• Data listing:
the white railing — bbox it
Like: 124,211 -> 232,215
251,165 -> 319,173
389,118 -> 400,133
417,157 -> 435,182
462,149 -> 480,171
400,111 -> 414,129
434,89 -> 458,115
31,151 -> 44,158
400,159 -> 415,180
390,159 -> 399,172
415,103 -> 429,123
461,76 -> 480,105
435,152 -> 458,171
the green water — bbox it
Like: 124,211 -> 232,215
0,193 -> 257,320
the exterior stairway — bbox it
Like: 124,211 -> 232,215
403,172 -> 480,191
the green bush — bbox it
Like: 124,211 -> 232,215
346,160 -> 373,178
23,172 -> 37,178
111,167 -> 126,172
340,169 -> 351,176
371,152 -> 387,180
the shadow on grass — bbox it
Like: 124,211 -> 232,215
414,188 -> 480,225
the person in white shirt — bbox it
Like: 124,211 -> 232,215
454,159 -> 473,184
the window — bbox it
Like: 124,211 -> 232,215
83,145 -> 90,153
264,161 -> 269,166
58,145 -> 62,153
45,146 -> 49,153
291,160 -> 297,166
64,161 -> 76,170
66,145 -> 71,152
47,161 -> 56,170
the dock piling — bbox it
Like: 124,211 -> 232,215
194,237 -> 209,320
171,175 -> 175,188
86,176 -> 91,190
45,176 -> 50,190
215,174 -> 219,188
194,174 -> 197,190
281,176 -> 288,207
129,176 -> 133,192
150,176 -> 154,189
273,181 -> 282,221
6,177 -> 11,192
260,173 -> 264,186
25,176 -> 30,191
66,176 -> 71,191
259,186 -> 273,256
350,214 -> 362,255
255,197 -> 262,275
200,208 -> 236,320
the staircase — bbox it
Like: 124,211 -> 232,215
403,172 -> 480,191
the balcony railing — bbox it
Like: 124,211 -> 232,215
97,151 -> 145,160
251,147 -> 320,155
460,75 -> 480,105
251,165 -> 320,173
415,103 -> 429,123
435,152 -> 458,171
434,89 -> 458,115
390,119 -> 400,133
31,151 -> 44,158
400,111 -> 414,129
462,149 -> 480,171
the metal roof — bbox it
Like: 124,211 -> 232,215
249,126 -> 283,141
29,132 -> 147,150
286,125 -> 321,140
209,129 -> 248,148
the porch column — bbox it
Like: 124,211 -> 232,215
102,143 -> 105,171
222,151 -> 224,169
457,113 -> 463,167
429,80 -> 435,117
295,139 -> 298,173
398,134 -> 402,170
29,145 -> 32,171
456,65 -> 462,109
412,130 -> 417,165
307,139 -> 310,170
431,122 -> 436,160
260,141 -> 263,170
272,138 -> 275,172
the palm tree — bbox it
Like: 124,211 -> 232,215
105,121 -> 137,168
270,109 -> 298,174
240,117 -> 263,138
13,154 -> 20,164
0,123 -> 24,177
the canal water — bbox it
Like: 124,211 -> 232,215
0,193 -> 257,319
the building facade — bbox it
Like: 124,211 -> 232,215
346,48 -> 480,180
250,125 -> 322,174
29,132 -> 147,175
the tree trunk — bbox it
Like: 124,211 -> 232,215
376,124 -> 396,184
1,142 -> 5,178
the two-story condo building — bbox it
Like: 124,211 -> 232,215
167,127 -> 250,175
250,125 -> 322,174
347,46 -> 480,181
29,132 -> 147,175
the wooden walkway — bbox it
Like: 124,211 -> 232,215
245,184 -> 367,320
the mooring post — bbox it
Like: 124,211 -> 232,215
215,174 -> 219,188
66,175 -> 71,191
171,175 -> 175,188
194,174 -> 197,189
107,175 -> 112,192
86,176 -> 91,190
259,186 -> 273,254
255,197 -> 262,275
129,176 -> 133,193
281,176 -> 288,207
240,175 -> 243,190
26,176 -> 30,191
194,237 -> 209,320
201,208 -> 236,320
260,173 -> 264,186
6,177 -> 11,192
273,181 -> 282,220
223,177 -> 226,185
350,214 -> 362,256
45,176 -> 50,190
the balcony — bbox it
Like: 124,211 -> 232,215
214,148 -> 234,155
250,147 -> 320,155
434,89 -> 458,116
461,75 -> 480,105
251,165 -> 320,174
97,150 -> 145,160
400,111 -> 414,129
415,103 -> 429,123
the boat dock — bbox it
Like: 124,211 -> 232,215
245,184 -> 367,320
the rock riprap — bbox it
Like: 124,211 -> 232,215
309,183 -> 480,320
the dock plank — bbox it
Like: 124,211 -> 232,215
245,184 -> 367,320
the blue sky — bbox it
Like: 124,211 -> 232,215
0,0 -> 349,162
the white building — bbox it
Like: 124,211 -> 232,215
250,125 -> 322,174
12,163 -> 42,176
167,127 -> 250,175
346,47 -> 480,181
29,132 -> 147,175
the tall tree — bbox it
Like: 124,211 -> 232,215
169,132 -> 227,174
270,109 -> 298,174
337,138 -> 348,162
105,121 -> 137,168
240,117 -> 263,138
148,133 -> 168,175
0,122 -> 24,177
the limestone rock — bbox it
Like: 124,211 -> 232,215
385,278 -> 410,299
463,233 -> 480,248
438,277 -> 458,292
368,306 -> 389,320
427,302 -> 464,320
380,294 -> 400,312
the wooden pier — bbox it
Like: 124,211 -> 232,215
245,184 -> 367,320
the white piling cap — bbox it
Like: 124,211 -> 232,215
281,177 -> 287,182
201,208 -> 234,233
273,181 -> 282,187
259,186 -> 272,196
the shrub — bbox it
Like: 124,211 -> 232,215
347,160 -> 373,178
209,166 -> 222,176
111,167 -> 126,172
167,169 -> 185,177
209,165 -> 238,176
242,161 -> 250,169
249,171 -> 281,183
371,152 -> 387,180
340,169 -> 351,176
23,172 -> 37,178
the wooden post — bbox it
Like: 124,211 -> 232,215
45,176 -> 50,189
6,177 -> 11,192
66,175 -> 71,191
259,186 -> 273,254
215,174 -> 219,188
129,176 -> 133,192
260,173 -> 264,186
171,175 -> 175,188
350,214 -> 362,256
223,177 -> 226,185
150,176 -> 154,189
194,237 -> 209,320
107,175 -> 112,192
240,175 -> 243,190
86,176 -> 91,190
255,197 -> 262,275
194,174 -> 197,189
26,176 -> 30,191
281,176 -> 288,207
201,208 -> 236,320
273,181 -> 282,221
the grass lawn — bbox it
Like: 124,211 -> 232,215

• Exercise:
In the records above, how many lines include "rock"? Give that number and nothing more.

• Solution to this exercise:
2